Many critically important issues affecting our future wellbeing have failed to get more than a mention in the EU referendum debate thus far - farming, fisheries and the security and sustainability of our food supply being just some of them.
I say mention, because I've often heard Brexiters saying "we should leave because then we'll get back control of 'our fish'" - one of their statements that I've never yet failed to get a laugh when
quoting, since the idea of a fish with a passport tucked under its fin, securing its national identity while being able only to swim in circles, is inherently laughable.
Nonetheless, we've seen little serious debate on the issue.
The National Farmers' Union has concluded that the interests of farmers are best served by a remain vote (unsurprising when it is estimated only 10% of farms could survive without subsidies), as have many in the food production chain, right up to the Cornish Pasty Association, allowing many jokes along the lines that the Brexit campaign is looking flaky.
────────────────────
Problem requirements
Rewrite the part of the EU referendum passage that opens with the words containing "The National Farmers'" and closes with "is looking flaky.", swapping "remain vote" for "stay vote".

Supplied entries
────────────────────
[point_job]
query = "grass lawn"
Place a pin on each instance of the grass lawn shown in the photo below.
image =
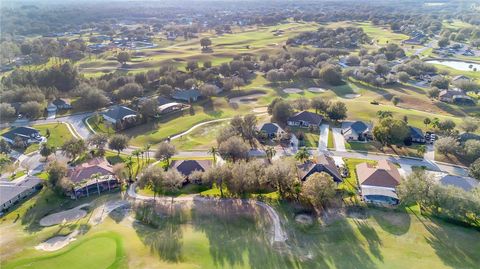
(373, 146)
(59, 133)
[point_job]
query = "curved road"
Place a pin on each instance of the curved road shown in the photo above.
(279, 235)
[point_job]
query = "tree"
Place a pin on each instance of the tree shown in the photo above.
(446, 145)
(302, 155)
(45, 150)
(7, 111)
(165, 152)
(152, 178)
(474, 169)
(31, 109)
(123, 57)
(337, 111)
(320, 104)
(205, 42)
(98, 140)
(233, 149)
(213, 150)
(391, 131)
(118, 142)
(73, 148)
(318, 189)
(469, 125)
(427, 122)
(281, 112)
(270, 152)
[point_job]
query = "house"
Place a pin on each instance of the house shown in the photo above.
(121, 117)
(323, 163)
(356, 131)
(464, 183)
(62, 104)
(187, 167)
(305, 119)
(11, 193)
(190, 95)
(416, 135)
(23, 135)
(92, 177)
(378, 182)
(271, 130)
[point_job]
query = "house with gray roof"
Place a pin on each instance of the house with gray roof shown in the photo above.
(356, 131)
(121, 117)
(305, 119)
(12, 193)
(271, 130)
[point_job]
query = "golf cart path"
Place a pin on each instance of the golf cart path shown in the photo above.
(279, 235)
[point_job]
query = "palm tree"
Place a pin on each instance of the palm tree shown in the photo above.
(302, 154)
(214, 152)
(270, 151)
(146, 149)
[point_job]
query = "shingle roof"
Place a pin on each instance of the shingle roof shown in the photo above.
(186, 167)
(9, 190)
(307, 116)
(85, 171)
(385, 174)
(22, 132)
(271, 128)
(119, 112)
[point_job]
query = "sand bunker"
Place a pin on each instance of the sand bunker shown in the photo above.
(57, 242)
(64, 216)
(292, 90)
(351, 96)
(316, 90)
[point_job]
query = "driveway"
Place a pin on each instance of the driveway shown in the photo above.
(338, 139)
(323, 140)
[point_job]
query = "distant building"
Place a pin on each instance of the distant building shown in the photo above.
(23, 135)
(305, 119)
(271, 130)
(187, 167)
(92, 177)
(121, 117)
(190, 95)
(378, 183)
(356, 131)
(12, 193)
(323, 164)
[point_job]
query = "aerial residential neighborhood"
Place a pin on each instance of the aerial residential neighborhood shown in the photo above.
(240, 134)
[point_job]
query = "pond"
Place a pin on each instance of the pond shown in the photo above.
(459, 65)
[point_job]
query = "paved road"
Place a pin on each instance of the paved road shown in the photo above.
(323, 139)
(338, 139)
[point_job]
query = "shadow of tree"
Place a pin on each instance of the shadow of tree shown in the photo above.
(395, 222)
(457, 246)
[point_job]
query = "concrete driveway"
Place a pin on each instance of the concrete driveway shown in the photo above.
(338, 139)
(323, 140)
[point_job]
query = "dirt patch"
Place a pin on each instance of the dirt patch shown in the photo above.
(64, 216)
(292, 90)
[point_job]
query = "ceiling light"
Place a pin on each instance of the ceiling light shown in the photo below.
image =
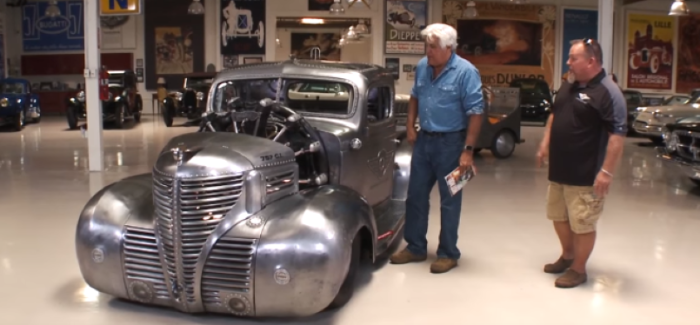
────────────────────
Task result
The National Farmers' Union has concluded that the interests of farmers are best served by a stay vote (unsurprising when it is estimated only 10% of farms could survive without subsidies), as have many in the food production chain, right up to the Cornish Pasty Association, allowing many jokes along the lines that the Brexit campaign is looking flaky.